What is needed>
Your answer must be an exact copy of the data below.

Excerpted data>
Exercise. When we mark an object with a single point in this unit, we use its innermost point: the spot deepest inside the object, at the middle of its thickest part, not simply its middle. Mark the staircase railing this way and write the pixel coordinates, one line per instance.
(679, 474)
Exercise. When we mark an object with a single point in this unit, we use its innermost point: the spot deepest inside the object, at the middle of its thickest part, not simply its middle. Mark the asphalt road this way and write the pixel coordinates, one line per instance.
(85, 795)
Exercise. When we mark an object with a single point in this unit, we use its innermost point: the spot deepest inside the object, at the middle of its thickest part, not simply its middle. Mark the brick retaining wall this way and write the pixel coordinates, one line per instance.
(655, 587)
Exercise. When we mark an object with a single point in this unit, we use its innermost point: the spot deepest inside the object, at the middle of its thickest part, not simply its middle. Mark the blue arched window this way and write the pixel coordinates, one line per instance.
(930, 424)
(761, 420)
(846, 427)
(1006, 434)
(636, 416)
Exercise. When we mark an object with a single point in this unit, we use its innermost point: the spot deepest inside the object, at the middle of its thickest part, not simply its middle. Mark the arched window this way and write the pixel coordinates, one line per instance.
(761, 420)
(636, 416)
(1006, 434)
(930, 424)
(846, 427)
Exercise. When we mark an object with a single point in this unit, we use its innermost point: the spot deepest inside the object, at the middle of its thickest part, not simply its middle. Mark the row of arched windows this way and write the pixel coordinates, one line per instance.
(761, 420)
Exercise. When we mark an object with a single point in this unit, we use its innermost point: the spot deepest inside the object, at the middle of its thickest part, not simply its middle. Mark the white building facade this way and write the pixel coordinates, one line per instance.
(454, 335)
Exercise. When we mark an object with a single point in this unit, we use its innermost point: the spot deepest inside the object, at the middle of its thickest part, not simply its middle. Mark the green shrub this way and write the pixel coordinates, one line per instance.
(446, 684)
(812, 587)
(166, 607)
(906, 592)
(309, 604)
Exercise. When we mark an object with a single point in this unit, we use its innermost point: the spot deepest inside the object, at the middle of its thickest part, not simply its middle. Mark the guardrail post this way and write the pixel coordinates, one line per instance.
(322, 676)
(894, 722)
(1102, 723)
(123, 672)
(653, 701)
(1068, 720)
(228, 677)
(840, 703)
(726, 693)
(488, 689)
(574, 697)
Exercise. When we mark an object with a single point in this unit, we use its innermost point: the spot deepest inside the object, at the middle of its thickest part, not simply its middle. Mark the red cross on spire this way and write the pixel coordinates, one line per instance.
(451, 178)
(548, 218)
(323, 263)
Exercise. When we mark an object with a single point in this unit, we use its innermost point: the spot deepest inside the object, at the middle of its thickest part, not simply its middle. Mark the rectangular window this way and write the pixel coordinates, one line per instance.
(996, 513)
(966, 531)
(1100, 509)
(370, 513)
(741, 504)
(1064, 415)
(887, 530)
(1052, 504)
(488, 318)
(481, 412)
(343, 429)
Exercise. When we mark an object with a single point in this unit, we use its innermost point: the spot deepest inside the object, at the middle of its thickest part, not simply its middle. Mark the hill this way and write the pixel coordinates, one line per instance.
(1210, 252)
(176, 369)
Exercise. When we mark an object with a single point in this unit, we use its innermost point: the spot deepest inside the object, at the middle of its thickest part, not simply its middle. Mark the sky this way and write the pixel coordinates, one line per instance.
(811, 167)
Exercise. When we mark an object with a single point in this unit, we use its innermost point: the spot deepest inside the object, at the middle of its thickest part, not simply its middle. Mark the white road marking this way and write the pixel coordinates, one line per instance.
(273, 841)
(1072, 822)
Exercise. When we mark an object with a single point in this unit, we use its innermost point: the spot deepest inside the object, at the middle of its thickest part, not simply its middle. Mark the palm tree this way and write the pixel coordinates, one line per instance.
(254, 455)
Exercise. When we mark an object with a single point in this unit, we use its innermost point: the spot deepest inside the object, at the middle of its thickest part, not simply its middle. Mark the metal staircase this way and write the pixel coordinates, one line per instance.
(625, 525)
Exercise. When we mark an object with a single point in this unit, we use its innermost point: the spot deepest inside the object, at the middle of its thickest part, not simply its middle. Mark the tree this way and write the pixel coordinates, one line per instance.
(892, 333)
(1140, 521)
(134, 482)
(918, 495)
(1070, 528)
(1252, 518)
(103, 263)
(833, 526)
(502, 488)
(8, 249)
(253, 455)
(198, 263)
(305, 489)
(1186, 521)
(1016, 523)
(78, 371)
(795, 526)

Task solution>
Exercise. When we mark an object with a single point in this unit, we use its innermost point: the spot deepest inside the object, at the middle of its thickest part, not simply its middle. Mark the staircase railing this way and write the pixel coordinates, one line per instance.
(679, 474)
Exercise. When we mark an object with a single point in this unit, we use its innermost point: the spot deepest inside the object, at the middle of its thickest part, not simply its middle. Mark the asphalt road this way and write the pixel coordinates, one line per instance.
(85, 795)
Exercise. When we mark an object with a single point in this unit, we use its innermost point: the spot deepest inside the object, at the middle of its thickest part, not simply its middle. Mark the brick retaining wall this way and write the pixel coordinates, one line per instance.
(655, 587)
Exercise. When we mark an object with a single point in this unit, we use its innermost point: the spot deepest inside the object, at the middle of its thickest part, not simply its middle. Mark the blue arched window this way and write the pixel coordinates, one line per instance.
(930, 424)
(761, 420)
(846, 427)
(1006, 434)
(636, 416)
Exercise. When we mark an object with a single point in this unit, we use its innermost point: the spot deepest inside the object, at the middle of its thickest part, not simply its middle. Mark the arched window this way and write the pixel coordinates, one line per instance.
(761, 420)
(636, 416)
(1006, 434)
(930, 424)
(846, 427)
Exercise. When we mark an object with a single point in this unit, we use its innermost point: the spot deepest inside the object, at the middle of its thickest part, not simply its middle. Mark the row of arched windows this way and write the pixel coordinates, one line per instance.
(761, 420)
Exercise. When we mark an object with a single point in this unit, we use its innermost point: the spot deepest inside the object, at the middle of its thickest part, not simply its middle. Mark the white building facade this way and write the pixel coordinates, one line per instance.
(454, 335)
Exercise. When we mark an object with a single point in this unit, we use its innermost point: the spot deepest inside the object, at the middle of its thickest part, not simply its middle. Mark the green shrub this way and write the pixel coordinates, one line per instance.
(446, 684)
(812, 587)
(166, 607)
(906, 592)
(309, 604)
Exercise. When we mark an object with a single point in this unit, we use its innermost point: the spot deepest inside the object, at the middle of its thickest part, not simply its middle. Mark the guardrail post this way and write the pixel coordinates, one line per instance.
(322, 676)
(894, 722)
(1102, 723)
(123, 672)
(653, 701)
(1068, 720)
(228, 677)
(840, 703)
(726, 693)
(488, 689)
(574, 697)
Exercise. When we mark an object with a single point in this unit, we use its innermost point: the spot deepest inside the object, at the middle of its thickest part, not simply its middle. Mark the red cross on spire this way and write the pixel coordinates, one line per instance.
(451, 178)
(548, 218)
(323, 263)
Exercise. When we mark an object with a single point in this unit, we use its innermost point: the spot deepest inside the object, at the middle of its thickest part, not simply its middle. Mark the rectangular window this way and write the pixel coordinates, one line per instance.
(996, 513)
(966, 531)
(1100, 509)
(370, 513)
(741, 504)
(1064, 415)
(887, 530)
(1052, 504)
(488, 318)
(481, 412)
(343, 429)
Exercise. When we mark an object with a single point in this unit, we use its innermost point: the spot deepest inside the object, at the middle of its thickest part, not simply its middle. Mark the hill this way and write the pixel coordinates, one line per instance.
(1210, 252)
(176, 369)
Exercise. When we mark an object with a single point in this unit, we use its innermost point: the spot deepest inside the object, at the middle of its thickest part, not simply its middle. Mark the sky this way and write the pixel coordinates, one line per instance.
(811, 167)
Exercise. When we mark an object with a single point in this unit, we use its innermost point: the spot deepest inside the object, at the middle of its thickest part, not simply its middle. Mark the white road marking this way and write the pixel coordinates, one line per instance.
(273, 841)
(1072, 822)
Exercise. When we mark an object with a single point in this unit, we use its innermost point: the spot deepest inside the object, at the middle of its thickest part, not simply its middle. Mark the palm tree this way and write the pixel coordinates, one line per instance.
(254, 455)
Exercise. When we mark an object with a single point in this unit, we use its innermost point: the spot deepest inside the object, at the middle of its thickest part, not simply its middle. Mark the metal staircase this way and write the pixel coordinates, one line per instance.
(625, 525)
Exercise. When we mark an object with a single point in this unit, we use its innermost point: the spot deepest inside the object, at the middle of its thickest part, not simply its middle. Mark the tree this way and write the pixel coordinates, one line per instance.
(892, 333)
(1140, 521)
(134, 482)
(918, 495)
(1070, 528)
(1252, 518)
(103, 263)
(833, 526)
(502, 488)
(8, 249)
(253, 455)
(198, 263)
(305, 489)
(1186, 521)
(1016, 523)
(78, 371)
(795, 526)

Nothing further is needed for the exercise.